Extrait du texte:

☆ ☆ ☆ ☆

Les vues d’exposition du MoMA sont relativement uniformes surtout au cours des années 1950 et 1960 lorsqu’il s’agit de documenter l’espace de l’art moderne et de la peinture moderniste. Au moment où Brian O’Doherty décrit le cube blanc, dans son article « Notes sur l’espace de la galerie » (1976) dans Artforum[8], celui-ci s’est déjà imposé non seulement comme une « marque distinctive des espaces d’expositions du MoMA[9] », mais aussi comme une norme partout en Occident. Le cube blanc est, pour lui, « le pôle complémentaire du tableau moderniste » : un « espace neutralisé, hors du temps et de l’espace[10] ». Il est fondamental de noter ici que c’est à partir de vues d’exposition que Brian O’Doherty théorise le cube blanc, comme si elles avaient pu en révéler les caractéristiques. Comment la photographie a-t-elle capté, voire reproduit cet espace ? Si les vues d’installation constituent un des principaux éléments de l’archive de l’exposition et une des rares sources pour comprendre la mise en espace, quel regard construisent-elles ?

☆ ☆ ☆ ☆

Section des données:
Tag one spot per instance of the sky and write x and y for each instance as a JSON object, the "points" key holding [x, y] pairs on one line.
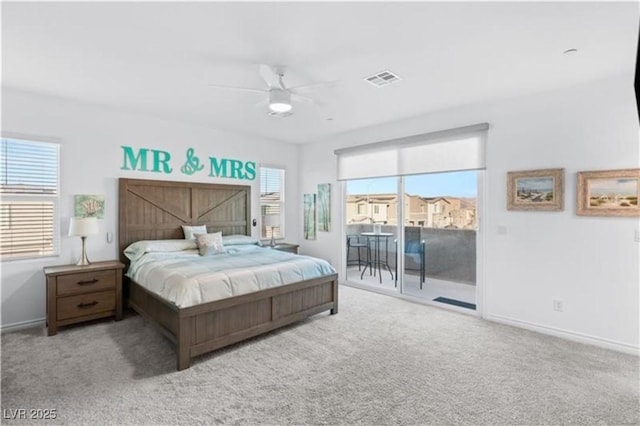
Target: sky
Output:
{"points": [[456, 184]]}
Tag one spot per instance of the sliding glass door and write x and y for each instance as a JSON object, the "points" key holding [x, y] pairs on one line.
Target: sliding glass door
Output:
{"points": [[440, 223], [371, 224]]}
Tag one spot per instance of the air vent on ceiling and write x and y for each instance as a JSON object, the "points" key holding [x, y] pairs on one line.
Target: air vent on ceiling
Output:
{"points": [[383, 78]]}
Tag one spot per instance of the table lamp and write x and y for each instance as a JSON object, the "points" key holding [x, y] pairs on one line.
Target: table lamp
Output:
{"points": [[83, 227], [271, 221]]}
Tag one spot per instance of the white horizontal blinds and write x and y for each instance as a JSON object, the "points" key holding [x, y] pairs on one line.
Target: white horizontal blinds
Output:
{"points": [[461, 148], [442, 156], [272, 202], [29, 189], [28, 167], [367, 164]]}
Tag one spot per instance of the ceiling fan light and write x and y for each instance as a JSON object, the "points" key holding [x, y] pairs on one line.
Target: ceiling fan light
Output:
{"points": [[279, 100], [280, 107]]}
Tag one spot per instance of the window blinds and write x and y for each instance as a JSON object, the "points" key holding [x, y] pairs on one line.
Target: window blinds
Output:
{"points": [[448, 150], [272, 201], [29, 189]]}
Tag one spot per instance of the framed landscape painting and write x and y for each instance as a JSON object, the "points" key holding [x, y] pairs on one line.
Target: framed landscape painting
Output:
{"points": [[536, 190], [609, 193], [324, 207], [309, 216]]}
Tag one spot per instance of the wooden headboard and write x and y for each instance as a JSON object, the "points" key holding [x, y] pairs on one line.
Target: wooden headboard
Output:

☆ ☆ ☆ ☆

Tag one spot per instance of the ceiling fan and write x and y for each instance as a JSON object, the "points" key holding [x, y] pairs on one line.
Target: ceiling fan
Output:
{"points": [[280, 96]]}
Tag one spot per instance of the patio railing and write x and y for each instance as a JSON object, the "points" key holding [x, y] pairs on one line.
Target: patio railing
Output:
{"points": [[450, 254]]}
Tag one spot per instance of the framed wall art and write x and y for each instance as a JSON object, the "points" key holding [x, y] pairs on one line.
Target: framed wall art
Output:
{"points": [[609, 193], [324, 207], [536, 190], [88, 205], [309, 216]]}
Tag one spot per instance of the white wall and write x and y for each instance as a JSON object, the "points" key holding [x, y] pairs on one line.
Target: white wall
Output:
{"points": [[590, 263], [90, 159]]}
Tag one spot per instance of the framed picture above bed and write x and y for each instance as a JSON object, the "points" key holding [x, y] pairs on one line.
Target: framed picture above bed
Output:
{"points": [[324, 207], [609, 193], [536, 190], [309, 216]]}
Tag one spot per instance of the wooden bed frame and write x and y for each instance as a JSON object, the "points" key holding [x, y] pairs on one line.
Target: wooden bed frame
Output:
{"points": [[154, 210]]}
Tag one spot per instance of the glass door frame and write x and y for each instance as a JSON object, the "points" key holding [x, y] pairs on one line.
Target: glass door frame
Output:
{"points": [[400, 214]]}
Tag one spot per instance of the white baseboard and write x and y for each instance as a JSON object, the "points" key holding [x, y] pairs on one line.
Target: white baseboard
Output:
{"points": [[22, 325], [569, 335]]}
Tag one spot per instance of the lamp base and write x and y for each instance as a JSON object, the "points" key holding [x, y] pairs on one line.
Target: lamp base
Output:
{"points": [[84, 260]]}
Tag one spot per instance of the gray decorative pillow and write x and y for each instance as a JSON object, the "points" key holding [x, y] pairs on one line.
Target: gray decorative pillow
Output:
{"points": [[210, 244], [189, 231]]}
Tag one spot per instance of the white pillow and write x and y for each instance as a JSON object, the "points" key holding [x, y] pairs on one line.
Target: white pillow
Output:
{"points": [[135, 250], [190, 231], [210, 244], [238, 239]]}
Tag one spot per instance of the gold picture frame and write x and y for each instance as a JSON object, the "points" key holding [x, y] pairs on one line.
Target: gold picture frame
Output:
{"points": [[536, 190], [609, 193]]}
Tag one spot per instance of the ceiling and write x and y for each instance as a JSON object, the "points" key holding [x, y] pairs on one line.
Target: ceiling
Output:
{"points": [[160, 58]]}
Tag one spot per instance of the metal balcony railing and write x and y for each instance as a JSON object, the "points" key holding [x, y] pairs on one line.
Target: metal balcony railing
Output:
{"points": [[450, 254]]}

☆ ☆ ☆ ☆

Tâches à réaliser:
[1] Traduisez en anglais, s'il vous plaît, cette phrase de l'extrait sur le cube blanc : « Comment la photographie a-t-elle capté, voire reproduit cet espace ? »
[2] Répondez à ces questions sur l'extrait sur le cube blanc.
(a) Au cours de quelles décennies les vues d'exposition du MoMA sont-elles relativement uniformes ?
(b) Dans quelle revue paraît l'article « Notes sur l'espace de la galerie » ?
(c) À partir de quoi Brian O'Doherty théorise-t-il le cube blanc ?
Répondez en vous fondant uniquement sur l'extrait sur le cube blanc.

Solutions ci-dessous:
[1] How did photography capture, or even reproduce, this space?

[2]
(a) Les années 1950 et 1960.
(b) Artforum.
(c) À partir de vues d'exposition.